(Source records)
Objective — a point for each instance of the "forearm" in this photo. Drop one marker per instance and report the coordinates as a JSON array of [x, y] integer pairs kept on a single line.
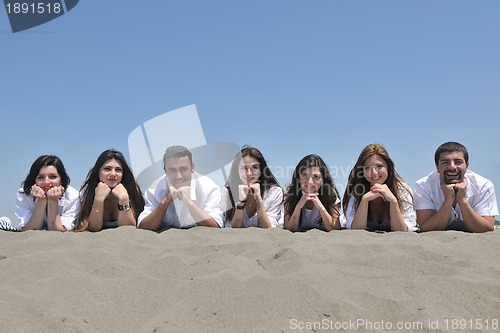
[[330, 221], [438, 221], [361, 216], [53, 216], [292, 222], [473, 221], [238, 219], [36, 220], [262, 217], [154, 220], [396, 218]]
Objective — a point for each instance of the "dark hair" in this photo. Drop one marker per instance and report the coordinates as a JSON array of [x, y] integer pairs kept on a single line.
[[177, 151], [327, 193], [357, 185], [87, 191], [266, 179], [44, 161], [450, 147]]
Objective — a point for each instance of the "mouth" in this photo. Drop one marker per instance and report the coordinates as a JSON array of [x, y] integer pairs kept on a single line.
[[452, 177]]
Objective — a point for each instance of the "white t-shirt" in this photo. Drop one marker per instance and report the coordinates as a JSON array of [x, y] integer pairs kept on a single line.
[[273, 203], [480, 194], [311, 218], [68, 204], [204, 193], [409, 215]]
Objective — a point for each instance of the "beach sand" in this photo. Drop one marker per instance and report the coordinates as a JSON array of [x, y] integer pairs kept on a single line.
[[249, 280]]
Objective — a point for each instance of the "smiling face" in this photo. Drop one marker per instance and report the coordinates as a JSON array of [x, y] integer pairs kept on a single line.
[[310, 179], [452, 167], [249, 170], [375, 170], [47, 178], [179, 170], [111, 173]]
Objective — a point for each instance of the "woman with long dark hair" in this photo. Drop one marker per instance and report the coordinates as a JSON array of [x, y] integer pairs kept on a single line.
[[376, 197], [110, 196], [252, 197], [46, 200], [312, 200]]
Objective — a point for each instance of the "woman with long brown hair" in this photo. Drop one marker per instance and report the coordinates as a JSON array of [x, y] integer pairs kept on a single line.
[[110, 195], [376, 197]]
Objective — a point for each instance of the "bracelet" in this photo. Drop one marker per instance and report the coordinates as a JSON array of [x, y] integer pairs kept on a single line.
[[124, 207]]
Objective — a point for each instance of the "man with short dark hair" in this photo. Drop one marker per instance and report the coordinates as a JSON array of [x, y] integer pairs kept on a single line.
[[181, 198], [453, 197]]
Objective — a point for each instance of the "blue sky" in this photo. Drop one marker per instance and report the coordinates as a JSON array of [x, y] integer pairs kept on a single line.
[[289, 77]]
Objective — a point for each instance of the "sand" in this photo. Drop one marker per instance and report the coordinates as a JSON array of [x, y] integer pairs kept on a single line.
[[250, 280]]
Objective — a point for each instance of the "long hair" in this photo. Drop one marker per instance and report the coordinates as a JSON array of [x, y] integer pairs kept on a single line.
[[266, 179], [327, 192], [38, 164], [87, 191], [357, 185]]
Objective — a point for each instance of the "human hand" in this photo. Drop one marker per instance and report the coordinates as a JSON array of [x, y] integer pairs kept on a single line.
[[120, 192], [254, 190], [384, 191], [55, 193], [461, 192], [242, 192], [102, 191], [449, 192], [37, 192]]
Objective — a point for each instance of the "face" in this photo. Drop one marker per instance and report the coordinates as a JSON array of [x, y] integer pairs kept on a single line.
[[249, 170], [375, 170], [111, 173], [48, 178], [452, 167], [179, 170], [310, 179]]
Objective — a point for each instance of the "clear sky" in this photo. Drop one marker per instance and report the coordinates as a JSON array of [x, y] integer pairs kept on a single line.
[[291, 77]]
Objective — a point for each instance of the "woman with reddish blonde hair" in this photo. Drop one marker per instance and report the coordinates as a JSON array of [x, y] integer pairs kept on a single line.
[[252, 197], [376, 197]]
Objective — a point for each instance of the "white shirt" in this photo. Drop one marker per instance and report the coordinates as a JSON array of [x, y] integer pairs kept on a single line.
[[204, 193], [273, 203], [311, 218], [68, 205], [409, 215], [480, 195]]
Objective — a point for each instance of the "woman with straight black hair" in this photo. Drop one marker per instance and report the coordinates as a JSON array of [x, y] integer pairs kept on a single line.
[[252, 197], [312, 200], [46, 200], [110, 196]]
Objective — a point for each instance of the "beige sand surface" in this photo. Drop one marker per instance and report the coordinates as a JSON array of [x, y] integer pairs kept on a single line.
[[251, 280]]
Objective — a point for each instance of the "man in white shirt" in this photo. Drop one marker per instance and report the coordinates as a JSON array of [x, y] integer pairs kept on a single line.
[[453, 197], [181, 198]]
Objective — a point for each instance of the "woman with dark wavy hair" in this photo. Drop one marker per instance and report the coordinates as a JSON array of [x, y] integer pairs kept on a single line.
[[312, 200], [46, 200], [110, 195], [376, 197], [252, 197]]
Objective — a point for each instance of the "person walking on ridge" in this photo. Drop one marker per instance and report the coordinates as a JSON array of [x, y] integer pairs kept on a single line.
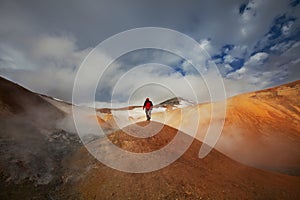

AIM OF THE EXERCISE: Could you restate the entries word for word, skipping any pictures?

ANSWER TO THIS TASK:
Objective — a point for each instance of the "forearm" in this photo. Drop one marker per instance and report the coordinates as a JSON array of [x, y] integer pairs kept on a single line.
[[330, 221], [438, 221], [361, 216], [53, 216], [292, 222], [473, 221], [238, 219], [36, 220], [262, 217], [154, 220], [396, 218]]
Objective — a point for each instance of the "dark hair" in this photo. Drop one marker per instance and report the coordinates as a JSON array of [x, y] integer pairs kept on a single line.
[[177, 151], [327, 193], [357, 185], [87, 191], [266, 179], [44, 161], [450, 147]]
Objective — a point for each instance of the "mouth" in this photo. Drop one marker per instance and report the coordinates as a JSON array of [x, y] integer pairs kept on a single line.
[[452, 177]]
Objective — a point for each instance of the "white t-shirt" in this photo. Drop one marker per instance and report the coordinates as a JSON array of [x, y] integer pairs kept on a single line.
[[273, 203], [480, 194], [311, 218], [68, 204], [204, 193], [409, 215]]
Objective — a point for each instance of the "beach sand" in this photo. Drop one marker per instance and report the coordinates as a JSON array of [x, y] integer pairs kept on a single line.
[[249, 280]]
Objective — a point for each instance of the "smiling face" in this photo. Drop one marker per instance and report the coordinates as a JSON array of [x, y] integer pairs kept on a single line.
[[310, 179], [452, 167], [249, 170], [375, 170], [47, 178], [179, 170], [111, 173]]
Objective — a point for each instance of the "woman with long dark hair" in this photo. Drop one marker per instance and report the coordinates as a JSON array of [x, y] integer pairs kept on a single line.
[[376, 197], [110, 196], [252, 197], [46, 200], [312, 200]]
Objective — a point for each instance of the "woman with long brown hair" in this photo. Drop one marker per instance and report the coordinates as a JSON array of [x, y] integer pairs kept on a single line.
[[110, 195], [376, 197]]
Objective — a point for each instance of the "bracelet" in this photo. Drop one marker per instance and report the coordinates as a JSON array of [x, y] integer pairs kept on a single line.
[[124, 207]]
Objective — a point for each instance of the "man with short dark hair" in this photo. Drop one marker per instance and report the coordinates as a JSON array of [x, y] integer pairs kept on a single line.
[[181, 198], [453, 197]]
Objective — a point for each instance of the "blue sky" in this photo. Drop one marker per instance and report the coordinates as a JSON array of [x, y] integer pairs kept on a single line.
[[289, 77]]
Objective — a point for each instance of the "sand" in this photo. Drop one marker per instance and report the coordinates as a JSON array of [x, y] integer pairs kept on a single line.
[[250, 280]]
Objective — a point for each instance of the "long hair" in this photo. Drop one marker per instance and report the coordinates as a JSON array of [x, y] integer pairs kept on a single line.
[[266, 179], [327, 192], [38, 164], [87, 191], [357, 185]]
Objective — a point for each instance of the "human hand" in this photo. Drop one marker per instance and report the coordinates as a JSON array of [x, y] integer pairs kept on a single line.
[[120, 192], [254, 190], [384, 191], [55, 193], [461, 192], [242, 192], [102, 191], [449, 192], [37, 192]]
Objective — a point for each instance of the "face" in this photo. Drop one marker per instance and report the coordinates as a JSON array of [x, y] integer pairs kept on a single line.
[[249, 170], [375, 170], [111, 173], [48, 178], [452, 167], [179, 170], [310, 179]]
Objective — a point for each instance of the "clear sky" in this photo. Drop one marker per instance and report the coordinates as a JSON array of [x, y] integer pairs kept on a single line.
[[291, 77]]
Objective — a point for each instance of the "woman with reddish blonde hair" in this photo. Drop one marker per instance and report the coordinates as a JSON array of [x, y] integer pairs kept on a single line.
[[252, 197], [376, 197]]
Objective — a point for each instance of the "white shirt" in this photo. Drop one marker per instance and report the coordinates as a JSON array of [x, y] integer pairs kept on a single line.
[[204, 193], [273, 203], [311, 218], [68, 205], [409, 215], [480, 195]]
Objective — a point for each instance of the "woman with straight black hair" in this photo. Drop one marker per instance and report the coordinates as a JSON array of [x, y] integer pairs kept on a single line.
[[252, 197], [312, 200], [46, 200], [110, 196]]
Objective — a point for each instance of the "beige sand surface" in this photo. Drop one marker per instance and report the coordinates as a JSON array of [x, y] integer pairs kept on a single line.
[[251, 280]]
Objective — a point for each instance of the "man in white shirt" in this photo. Drop one marker per instance and report the coordinates as a JSON array of [x, y] integer pairs kept on a single line.
[[453, 197], [181, 198]]
Objective — a point for each instance of the "woman with dark wavy hair" in this photo. Drop one marker per instance and report the coordinates as a JSON array of [x, y] integer pairs kept on a single line.
[[312, 200], [46, 200], [110, 195], [376, 197], [252, 197]]
Objective — a point for each instance of the "person walking on ridge" in this photo. Drop one marker per instance and report the coordinates as a JSON array of [x, y] integer pairs kept on a single line.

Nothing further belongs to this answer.